— Start of Task input —

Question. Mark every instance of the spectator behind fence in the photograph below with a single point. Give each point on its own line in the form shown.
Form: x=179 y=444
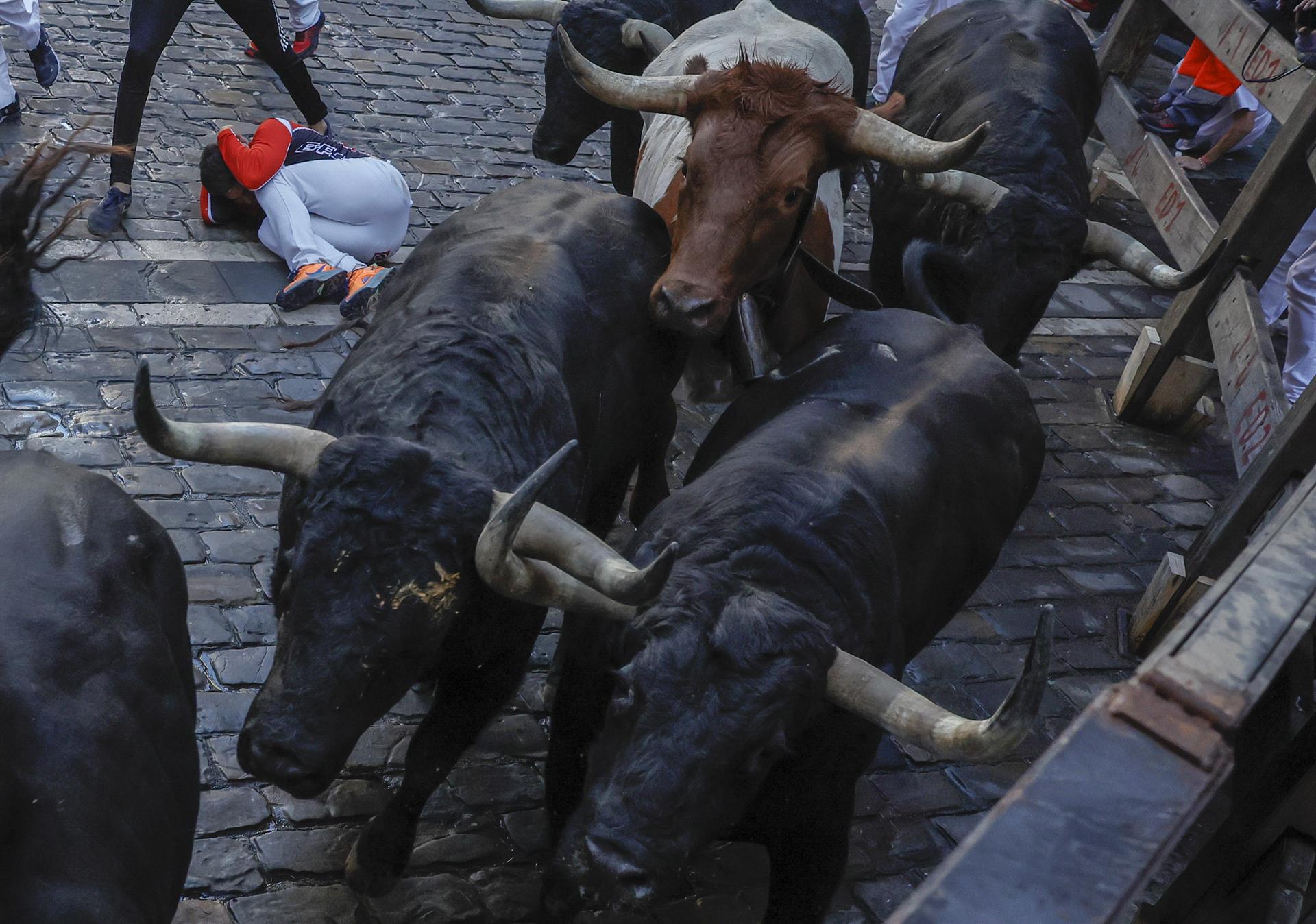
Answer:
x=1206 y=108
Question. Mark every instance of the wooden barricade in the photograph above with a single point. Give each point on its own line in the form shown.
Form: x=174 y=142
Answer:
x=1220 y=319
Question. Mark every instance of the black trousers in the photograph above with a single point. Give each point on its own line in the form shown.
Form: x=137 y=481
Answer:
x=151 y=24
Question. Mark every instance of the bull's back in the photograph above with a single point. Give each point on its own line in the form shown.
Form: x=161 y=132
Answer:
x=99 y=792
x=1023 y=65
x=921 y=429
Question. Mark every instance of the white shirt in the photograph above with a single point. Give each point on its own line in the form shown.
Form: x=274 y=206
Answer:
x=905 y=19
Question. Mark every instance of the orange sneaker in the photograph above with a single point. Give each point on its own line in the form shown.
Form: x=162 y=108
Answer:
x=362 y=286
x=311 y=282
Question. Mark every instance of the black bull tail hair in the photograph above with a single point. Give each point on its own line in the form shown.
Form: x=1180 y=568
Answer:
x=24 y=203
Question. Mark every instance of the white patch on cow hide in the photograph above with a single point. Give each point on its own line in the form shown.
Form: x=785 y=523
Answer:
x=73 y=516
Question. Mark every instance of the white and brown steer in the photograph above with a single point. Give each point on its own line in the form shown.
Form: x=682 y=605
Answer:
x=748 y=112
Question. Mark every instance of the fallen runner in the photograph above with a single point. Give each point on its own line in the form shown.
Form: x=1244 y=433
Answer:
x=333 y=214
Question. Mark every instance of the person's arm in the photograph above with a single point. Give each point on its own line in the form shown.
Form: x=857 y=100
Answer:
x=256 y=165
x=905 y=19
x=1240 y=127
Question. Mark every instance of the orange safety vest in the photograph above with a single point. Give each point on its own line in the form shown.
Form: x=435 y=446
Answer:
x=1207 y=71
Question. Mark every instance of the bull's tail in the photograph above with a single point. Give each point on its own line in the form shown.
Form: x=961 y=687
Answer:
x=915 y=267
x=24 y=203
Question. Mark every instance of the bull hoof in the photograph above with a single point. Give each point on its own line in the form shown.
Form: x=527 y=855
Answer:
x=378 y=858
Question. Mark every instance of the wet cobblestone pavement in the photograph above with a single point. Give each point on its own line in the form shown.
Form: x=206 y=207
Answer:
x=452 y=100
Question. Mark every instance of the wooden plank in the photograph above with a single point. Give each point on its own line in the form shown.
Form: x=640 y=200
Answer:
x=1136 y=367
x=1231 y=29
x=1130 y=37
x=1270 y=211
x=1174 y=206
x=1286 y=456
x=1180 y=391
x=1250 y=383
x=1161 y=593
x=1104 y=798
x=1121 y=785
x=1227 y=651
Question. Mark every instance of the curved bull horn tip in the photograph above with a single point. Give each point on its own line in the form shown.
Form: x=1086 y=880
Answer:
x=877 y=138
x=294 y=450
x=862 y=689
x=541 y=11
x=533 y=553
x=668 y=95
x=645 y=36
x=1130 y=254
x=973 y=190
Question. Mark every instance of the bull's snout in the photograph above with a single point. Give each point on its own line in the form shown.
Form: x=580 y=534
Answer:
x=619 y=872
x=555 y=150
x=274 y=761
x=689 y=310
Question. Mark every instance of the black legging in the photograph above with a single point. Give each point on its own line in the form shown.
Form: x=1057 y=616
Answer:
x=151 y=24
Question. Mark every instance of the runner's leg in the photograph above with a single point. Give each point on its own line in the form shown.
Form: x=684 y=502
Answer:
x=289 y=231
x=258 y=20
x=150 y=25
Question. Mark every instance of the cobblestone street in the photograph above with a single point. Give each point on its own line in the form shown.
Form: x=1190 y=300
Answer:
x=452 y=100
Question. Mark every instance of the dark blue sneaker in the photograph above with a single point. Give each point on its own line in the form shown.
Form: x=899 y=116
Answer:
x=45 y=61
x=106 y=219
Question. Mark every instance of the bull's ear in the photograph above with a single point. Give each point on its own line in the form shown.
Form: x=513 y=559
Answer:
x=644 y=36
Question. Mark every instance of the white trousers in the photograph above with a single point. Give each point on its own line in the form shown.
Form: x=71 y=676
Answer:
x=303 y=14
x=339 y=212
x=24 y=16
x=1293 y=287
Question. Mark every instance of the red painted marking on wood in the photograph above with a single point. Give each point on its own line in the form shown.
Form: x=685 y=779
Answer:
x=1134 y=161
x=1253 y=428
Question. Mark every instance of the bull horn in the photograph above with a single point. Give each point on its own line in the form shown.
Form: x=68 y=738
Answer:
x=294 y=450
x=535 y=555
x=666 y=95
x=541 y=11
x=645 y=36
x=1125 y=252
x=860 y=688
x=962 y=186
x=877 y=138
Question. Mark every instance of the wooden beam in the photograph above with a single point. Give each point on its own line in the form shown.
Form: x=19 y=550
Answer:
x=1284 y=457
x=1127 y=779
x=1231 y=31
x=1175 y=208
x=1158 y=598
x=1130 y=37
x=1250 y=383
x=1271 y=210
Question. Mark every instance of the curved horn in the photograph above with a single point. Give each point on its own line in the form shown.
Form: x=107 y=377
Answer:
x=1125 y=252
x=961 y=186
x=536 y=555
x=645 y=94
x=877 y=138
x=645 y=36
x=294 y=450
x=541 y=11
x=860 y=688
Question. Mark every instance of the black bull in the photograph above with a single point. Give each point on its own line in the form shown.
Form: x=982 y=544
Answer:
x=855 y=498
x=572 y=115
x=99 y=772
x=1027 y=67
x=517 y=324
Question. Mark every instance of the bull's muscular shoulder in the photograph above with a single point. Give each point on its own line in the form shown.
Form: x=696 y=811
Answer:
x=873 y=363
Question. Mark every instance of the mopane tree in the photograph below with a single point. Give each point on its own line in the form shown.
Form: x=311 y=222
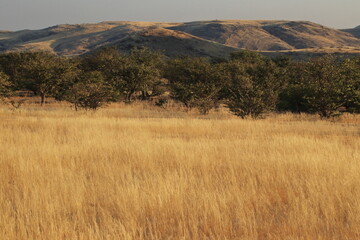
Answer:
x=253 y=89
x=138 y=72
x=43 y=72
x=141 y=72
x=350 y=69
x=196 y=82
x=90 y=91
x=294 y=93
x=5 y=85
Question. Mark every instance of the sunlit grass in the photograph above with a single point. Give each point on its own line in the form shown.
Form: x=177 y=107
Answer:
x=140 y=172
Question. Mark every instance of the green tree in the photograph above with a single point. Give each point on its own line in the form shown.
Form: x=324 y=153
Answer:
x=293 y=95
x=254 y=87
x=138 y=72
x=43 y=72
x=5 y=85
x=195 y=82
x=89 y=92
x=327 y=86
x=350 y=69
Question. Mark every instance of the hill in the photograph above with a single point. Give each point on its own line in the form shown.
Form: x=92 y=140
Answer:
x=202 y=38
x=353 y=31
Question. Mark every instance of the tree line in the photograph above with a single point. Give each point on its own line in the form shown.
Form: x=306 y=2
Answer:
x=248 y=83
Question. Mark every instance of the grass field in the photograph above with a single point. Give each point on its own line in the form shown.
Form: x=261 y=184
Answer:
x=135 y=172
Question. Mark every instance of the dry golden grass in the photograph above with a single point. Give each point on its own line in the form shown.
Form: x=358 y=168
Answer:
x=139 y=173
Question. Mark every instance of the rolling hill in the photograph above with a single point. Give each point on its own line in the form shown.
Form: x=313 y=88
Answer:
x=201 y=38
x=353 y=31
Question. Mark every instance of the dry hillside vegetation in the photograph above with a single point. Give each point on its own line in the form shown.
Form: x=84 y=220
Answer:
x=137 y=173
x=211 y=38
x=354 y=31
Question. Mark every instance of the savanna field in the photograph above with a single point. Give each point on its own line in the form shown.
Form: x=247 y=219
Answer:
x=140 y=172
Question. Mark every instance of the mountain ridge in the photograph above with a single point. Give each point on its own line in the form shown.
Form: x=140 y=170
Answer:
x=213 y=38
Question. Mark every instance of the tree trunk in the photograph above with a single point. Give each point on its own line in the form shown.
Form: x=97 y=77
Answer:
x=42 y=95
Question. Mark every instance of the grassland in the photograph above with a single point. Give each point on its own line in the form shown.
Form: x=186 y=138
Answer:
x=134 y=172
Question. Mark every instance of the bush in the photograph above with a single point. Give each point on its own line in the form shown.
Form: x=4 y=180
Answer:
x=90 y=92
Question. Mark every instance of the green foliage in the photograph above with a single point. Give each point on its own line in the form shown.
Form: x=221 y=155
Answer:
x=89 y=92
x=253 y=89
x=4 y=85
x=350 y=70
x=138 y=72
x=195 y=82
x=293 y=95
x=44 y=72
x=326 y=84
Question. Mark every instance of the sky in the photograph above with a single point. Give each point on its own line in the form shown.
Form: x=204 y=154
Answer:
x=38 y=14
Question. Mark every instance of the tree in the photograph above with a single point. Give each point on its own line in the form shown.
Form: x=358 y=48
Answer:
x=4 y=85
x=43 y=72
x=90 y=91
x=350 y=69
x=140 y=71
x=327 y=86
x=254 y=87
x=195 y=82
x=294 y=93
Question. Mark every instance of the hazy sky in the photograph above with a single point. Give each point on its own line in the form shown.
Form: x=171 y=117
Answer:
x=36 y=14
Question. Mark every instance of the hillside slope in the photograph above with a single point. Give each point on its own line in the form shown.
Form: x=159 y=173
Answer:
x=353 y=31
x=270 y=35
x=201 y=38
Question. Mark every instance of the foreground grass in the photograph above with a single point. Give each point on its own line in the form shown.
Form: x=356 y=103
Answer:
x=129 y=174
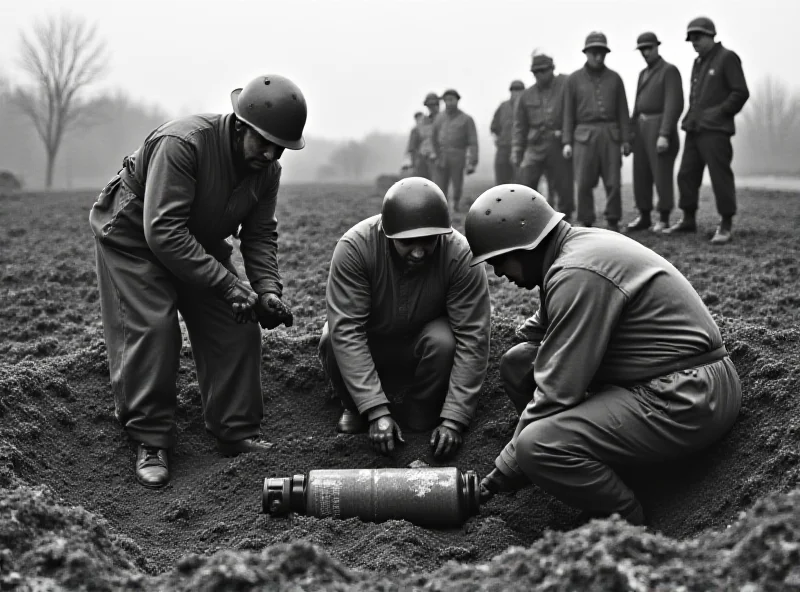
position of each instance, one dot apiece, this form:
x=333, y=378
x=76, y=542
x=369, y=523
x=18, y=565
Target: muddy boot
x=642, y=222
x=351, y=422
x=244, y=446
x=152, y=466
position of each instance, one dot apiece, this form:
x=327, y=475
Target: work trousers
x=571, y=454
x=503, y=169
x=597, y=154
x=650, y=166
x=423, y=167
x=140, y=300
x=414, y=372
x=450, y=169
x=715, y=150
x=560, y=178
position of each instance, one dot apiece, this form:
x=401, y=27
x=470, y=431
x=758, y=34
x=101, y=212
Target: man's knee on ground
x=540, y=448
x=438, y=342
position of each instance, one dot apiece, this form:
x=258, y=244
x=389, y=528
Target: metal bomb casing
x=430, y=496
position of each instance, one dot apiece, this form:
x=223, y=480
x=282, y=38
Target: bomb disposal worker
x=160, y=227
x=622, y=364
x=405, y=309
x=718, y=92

— End of Task input —

:: Task details ::
Copy out the lines above from the one containing "Question. Mark every instance of the black legging" through the one containing "x=1271 y=210", including both of those lines, with no changes.

:: Full output ::
Question. Mark every instance of the black legging in the photograph above with a single point. Give each point on its own line in the form shown.
Form: x=1057 y=616
Answer:
x=151 y=24
Question. Mark every instance of the runner's leg in the photograph above with a single point. Give each point on its own line in the form shown.
Form: x=684 y=502
Answer:
x=289 y=231
x=258 y=20
x=150 y=25
Question. Mark every instance of the cobblestone street in the photograph above with a single point. Give each point on its own line in the form shown.
Form: x=1190 y=300
Answer:
x=452 y=100
Question. Mark every instance of the dark blue sneaker in the photograph above with a single point. Give each point on its own line in the form shown.
Form: x=899 y=116
Answer:
x=45 y=61
x=106 y=219
Question. Mark every instance of the bull's ear in the photograph above with a single point. Give each point on its own line in the form shown.
Form: x=513 y=559
Answer:
x=644 y=36
Question. Mark every instance of the white trousers in the photograph above with a single point. Give each point on its own line in the form shown.
Form: x=71 y=676
Answer:
x=303 y=14
x=339 y=212
x=24 y=16
x=1293 y=287
Question. Mark every instance of the red painted marking on wood in the photograph above with a single point. Give each point on its own line in the form shown.
Form: x=685 y=779
Answer:
x=1134 y=161
x=1253 y=428
Question. Mark every instance of the bull horn in the photograph above with a single point. Give each point on its own line in the form shown.
Form: x=68 y=738
Answer:
x=294 y=450
x=535 y=555
x=666 y=95
x=541 y=11
x=645 y=36
x=1125 y=252
x=860 y=688
x=962 y=186
x=877 y=138
Question. Mark every instance of the wooden beam in the photograph above with a single point. Give each point on its own line in the form shown.
Form: x=19 y=550
Answer:
x=1284 y=457
x=1127 y=779
x=1231 y=31
x=1175 y=208
x=1158 y=598
x=1130 y=37
x=1250 y=383
x=1271 y=210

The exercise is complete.